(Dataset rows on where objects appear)
::::
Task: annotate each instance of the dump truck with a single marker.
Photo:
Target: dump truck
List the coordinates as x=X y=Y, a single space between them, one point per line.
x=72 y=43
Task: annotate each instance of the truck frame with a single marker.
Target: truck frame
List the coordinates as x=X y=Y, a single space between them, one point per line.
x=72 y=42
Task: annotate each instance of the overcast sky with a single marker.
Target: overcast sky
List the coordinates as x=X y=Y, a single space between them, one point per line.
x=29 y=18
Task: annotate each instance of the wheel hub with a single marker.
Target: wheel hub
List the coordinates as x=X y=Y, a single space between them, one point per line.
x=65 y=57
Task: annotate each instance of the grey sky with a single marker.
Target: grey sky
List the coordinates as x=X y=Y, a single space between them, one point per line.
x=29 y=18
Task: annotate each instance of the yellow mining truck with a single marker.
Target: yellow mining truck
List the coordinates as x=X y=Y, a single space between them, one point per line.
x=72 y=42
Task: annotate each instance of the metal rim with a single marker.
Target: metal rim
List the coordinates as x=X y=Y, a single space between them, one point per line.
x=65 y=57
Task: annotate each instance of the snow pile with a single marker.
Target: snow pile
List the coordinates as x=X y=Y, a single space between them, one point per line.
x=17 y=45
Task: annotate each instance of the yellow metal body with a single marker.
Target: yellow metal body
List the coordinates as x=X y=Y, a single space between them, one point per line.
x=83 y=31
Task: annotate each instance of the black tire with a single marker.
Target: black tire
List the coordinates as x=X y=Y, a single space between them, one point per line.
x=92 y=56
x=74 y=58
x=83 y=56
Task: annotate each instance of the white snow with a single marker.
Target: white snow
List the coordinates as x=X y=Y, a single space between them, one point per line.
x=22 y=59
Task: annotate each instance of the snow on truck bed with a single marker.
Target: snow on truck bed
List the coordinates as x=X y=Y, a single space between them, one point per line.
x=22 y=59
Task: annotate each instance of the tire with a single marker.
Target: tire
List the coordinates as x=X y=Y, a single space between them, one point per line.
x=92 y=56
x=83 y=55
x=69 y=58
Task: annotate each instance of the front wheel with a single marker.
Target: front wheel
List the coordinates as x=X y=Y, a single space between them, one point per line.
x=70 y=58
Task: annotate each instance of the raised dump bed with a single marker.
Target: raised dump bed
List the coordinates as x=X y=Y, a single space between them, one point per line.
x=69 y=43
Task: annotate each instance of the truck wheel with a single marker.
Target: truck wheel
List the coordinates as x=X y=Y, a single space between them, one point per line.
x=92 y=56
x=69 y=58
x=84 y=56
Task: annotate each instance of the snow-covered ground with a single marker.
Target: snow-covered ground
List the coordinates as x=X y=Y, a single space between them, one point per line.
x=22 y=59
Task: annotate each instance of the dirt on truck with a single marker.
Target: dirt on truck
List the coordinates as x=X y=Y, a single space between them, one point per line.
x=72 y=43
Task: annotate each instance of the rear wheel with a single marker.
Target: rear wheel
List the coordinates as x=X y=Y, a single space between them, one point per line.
::::
• [Given exercise]: Your task is to retype all of the records exactly.

• [Solved problem]:
Task: annotate each instance of the dump truck with a single marker.
Photo:
Target: dump truck
List the coordinates as x=X y=Y, a single space between them, one point per line.
x=72 y=43
Task: annotate each instance of the truck frame with a single marker.
Target: truck frame
List the coordinates as x=X y=Y, a single space between them, one point per line.
x=72 y=42
Task: annotate each instance of the overcast sky with a single marker.
Target: overcast sky
List the coordinates as x=X y=Y, a single space between them, one point per line.
x=29 y=18
Task: annotate each instance of the wheel hub with a single marker.
Target: wheel hub
List the coordinates as x=X y=Y, a single space between them, one point per line.
x=65 y=57
Task: annotate each instance of the grey sky with a single marker.
Target: grey sky
List the coordinates as x=X y=Y, a single space between them, one point per line.
x=29 y=18
Task: annotate each instance of the yellow mining truck with a single marker.
Target: yellow mining truck
List the coordinates as x=X y=Y, a single space between them, one point per line.
x=72 y=42
Task: annotate each instance of the metal rim with a single marker.
Target: metal rim
List the coordinates as x=X y=Y, a single space between them, one point per line.
x=65 y=57
Task: annotate each instance of the snow pile with a single marker.
Target: snow pile
List the coordinates as x=X y=Y, a single space between them, one point per line.
x=17 y=45
Task: annotate each instance of the yellow metal body with a single marker.
Target: yellow metal body
List the coordinates as x=X y=Y, a single space between them, one point per line.
x=83 y=31
Task: annotate each instance of the black tire with a single marker.
Target: black tire
List the coordinates as x=X y=Y, a single space between them, one point per line.
x=92 y=56
x=74 y=58
x=83 y=56
Task: annotate each instance of the white snow with a single marker.
Target: white snow
List the coordinates as x=X y=Y, a single space between them, one point per line.
x=22 y=59
Task: annotate each instance of the snow on truck bed with a single marker.
Target: snow on truck bed
List the coordinates as x=X y=Y, a single space between them, one point per line.
x=22 y=59
Task: annotate each instance of the tire with a single marker.
Target: tire
List the coordinates as x=X y=Y, a single space between them, one point per line.
x=92 y=56
x=83 y=55
x=69 y=58
Task: annotate each instance of the front wheel with a single marker.
Target: front wheel
List the coordinates as x=X y=Y, a single space between them, one point per line.
x=70 y=58
Task: annotate each instance of the raised dump bed with a single marker.
Target: raised dump bed
List the coordinates as x=X y=Y, a single space between them, one point per line.
x=69 y=43
Task: annotate each instance of the truck wheel with a single marker.
Target: truck wheel
List the coordinates as x=X y=Y, a single space between them, one point per line.
x=92 y=56
x=69 y=58
x=84 y=56
Task: annotate each instance of the snow-covered ground with a single marker.
Target: snow-covered ground
List the coordinates as x=X y=Y, a single space between them, one point per line.
x=22 y=59
Task: annotate each instance of the dirt on truck with a single marker.
Target: dirt on truck
List the coordinates as x=X y=Y, a single space between them, one point per line.
x=72 y=43
Task: annotate each instance of the rear wheel with a single marker.
Target: rear wheel
List the coordinates as x=X y=Y, a single space between them, one point per line.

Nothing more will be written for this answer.